• **What you will do**:
Transcribe every entry word for word. Skip the pictures.
------ Provided information ------
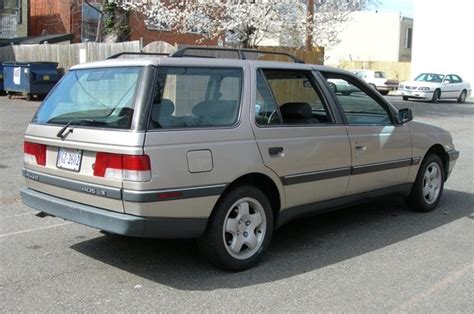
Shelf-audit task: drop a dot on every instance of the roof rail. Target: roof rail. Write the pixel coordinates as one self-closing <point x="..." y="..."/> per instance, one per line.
<point x="240" y="52"/>
<point x="118" y="55"/>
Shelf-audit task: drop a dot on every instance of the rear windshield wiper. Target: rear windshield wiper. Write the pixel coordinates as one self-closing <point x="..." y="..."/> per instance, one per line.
<point x="77" y="121"/>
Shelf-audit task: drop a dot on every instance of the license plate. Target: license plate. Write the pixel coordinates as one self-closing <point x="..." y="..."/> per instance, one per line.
<point x="69" y="159"/>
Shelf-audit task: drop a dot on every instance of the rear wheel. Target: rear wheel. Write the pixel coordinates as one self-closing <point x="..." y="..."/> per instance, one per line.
<point x="239" y="230"/>
<point x="462" y="97"/>
<point x="436" y="95"/>
<point x="429" y="184"/>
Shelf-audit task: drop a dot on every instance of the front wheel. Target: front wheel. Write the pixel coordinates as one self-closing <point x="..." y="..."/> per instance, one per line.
<point x="239" y="230"/>
<point x="429" y="184"/>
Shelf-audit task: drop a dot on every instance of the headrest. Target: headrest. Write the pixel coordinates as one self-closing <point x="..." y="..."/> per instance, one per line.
<point x="166" y="107"/>
<point x="216" y="110"/>
<point x="296" y="110"/>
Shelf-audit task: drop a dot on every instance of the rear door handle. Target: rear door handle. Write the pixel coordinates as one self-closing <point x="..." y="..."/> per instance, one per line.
<point x="275" y="151"/>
------
• **Answer box**:
Shelf-audit task: drop a dot on every instance of the roof rail. Target: roof rail. Write the pixel coordinates as one self-closing <point x="..." y="..."/> per instance, one per line.
<point x="240" y="52"/>
<point x="118" y="55"/>
Shelf-audit task: drop a dot on every instance of the rear windshield wiper. Target: rear windshield wiper. Write the pixel coordinates as one self-closing <point x="..." y="..."/> per instance, one per line.
<point x="77" y="121"/>
Shelf-audit task: drop a dot on every instance of the license plate. Target: license plate. Write the pixel coordinates as one self-closing <point x="..." y="..."/> per instance, one per line.
<point x="69" y="159"/>
Shelf-audit task: drop a dot on every instance of the rear wheel. Target: rear wheel. Write the pixel coordinates as one self-closing <point x="..." y="..."/> per instance, one per line.
<point x="239" y="230"/>
<point x="462" y="97"/>
<point x="436" y="95"/>
<point x="429" y="184"/>
Shelf-audit task: drop a dot on every instance of the front wheel. Target: front wheel. Write the pixel coordinates as one self-closing <point x="..." y="..."/> per instance, one per line.
<point x="239" y="230"/>
<point x="429" y="184"/>
Shelf-audit task: drop a dot on every instance of the headrest. Target: headrest. Write the pixel coordinates as one self-closing <point x="..." y="..."/> per instance, one per line.
<point x="166" y="107"/>
<point x="216" y="110"/>
<point x="296" y="110"/>
Shelf-audit task: drop a dot on every instance of the rear door handle. Target: rear door handle. Write the pixel coordinates as one self-closing <point x="..." y="..."/> per instance, one per line.
<point x="275" y="151"/>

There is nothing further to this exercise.